··· DOCUMENT SEGMENT

Microsoft + snaps: music to my ears!
I’m not fiercely hating snaps—I’m only annoyed by them. A lot, but once they’re there, and Canonical doesn’t seem to give up (snaps won’t share the fate of upstart, Mir, and Unity), Ubuntu will be plagued by snaps like forever.
But I always love reading The Reg, especially readers’ comments. Here’s one such instance that brought me joy: VS Code for Linux may be secretly hoarding trashed files: Versions installed via Snap don’t delete files when users empty system trash.
Linux users who installed Microsoft’s Visual Studio Code as a Snap package may want to check to see whether files they sent to the trash with the app have actually been deleted.
A handful of Linux-based developers have found large amounts of supposedly deleted data on their computers, in some cases consuming hundreds of gigabytes of storage.
The reason for this is Snap – a Linux application packaging format – creates a local Trash folder for each VS Code version, one that’s separate from the system-managed Trash, according to a VS Code bug report dating back to November 11, 2024.
Not only that, but Snap keeps older versions of VS Code after updates, potentially multiplying the number of local Trash folders and the trashed-but-not-deleted files therein. Emptying the system Trash folder doesn’t affect the local instances.
Neither VS Code nor Snap offers a way to manage these local trash folders, though this can be achieved with the command line.

······

■ PROBLEMS TO SOLVE:
A. Quote the part of the post on VS Code and Snap that opens with the words containing "A handful of" and closes with "the local instances.".
B. Condense the paragraph of the post on VS Code and Snap that begins "Not only that, but Snap keeps" into a single shorter sentence that keeps its main facts.

··· DATA RECORDS

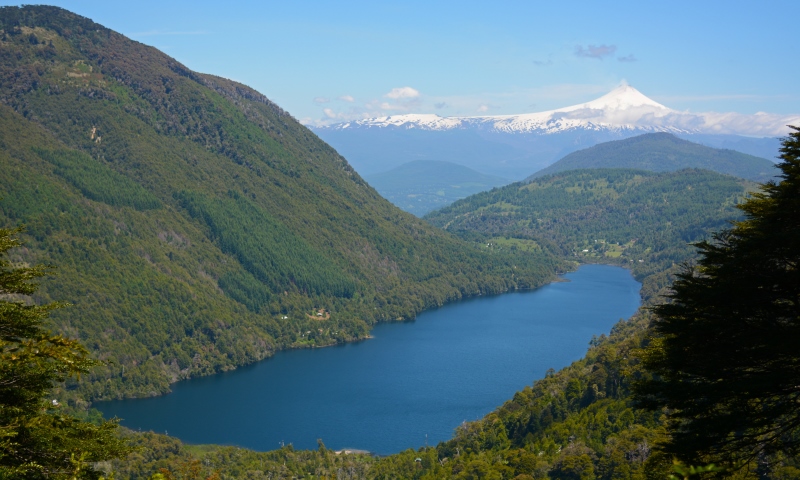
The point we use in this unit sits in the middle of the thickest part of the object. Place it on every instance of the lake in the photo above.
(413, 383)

······
··· DATA RECORDS

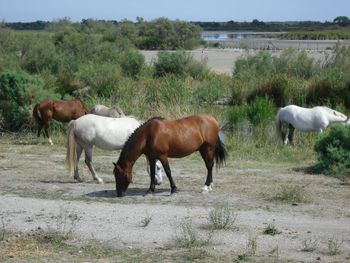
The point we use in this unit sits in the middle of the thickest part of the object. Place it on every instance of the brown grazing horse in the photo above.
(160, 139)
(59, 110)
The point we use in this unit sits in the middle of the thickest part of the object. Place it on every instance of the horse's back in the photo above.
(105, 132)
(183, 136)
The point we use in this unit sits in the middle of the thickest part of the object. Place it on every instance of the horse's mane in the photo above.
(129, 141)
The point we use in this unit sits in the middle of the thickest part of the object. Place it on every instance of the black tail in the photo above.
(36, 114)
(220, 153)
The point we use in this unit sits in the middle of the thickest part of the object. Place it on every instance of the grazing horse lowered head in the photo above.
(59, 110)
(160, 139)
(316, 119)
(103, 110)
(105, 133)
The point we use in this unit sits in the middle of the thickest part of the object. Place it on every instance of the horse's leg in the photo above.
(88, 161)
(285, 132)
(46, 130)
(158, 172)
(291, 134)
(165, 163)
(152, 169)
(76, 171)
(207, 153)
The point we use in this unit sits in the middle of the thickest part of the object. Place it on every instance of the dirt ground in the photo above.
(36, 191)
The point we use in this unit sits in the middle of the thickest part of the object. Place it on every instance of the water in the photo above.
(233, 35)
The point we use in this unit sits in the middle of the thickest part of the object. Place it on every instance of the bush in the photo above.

······

■ FULL SOLUTIONS:
A.
A handful of Linux-based developers have found large amounts of supposedly deleted data on their computers, in some cases consuming hundreds of gigabytes of storage.
The reason for this is Snap – a Linux application packaging format – creates a local Trash folder for each VS Code version, one that’s separate from the system-managed Trash, according to a VS Code bug report dating back to November 11, 2024.
Not only that, but Snap keeps older versions of VS Code after updates, potentially multiplying the number of local Trash folders and the trashed-but-not-deleted files therein. Emptying the system Trash folder doesn’t affect the local instances.

B. Snap retains older VS Code versions after updates, which can multiply the local Trash folders and the trashed but undeleted files in them, and emptying the system Trash leaves these local folders untouched.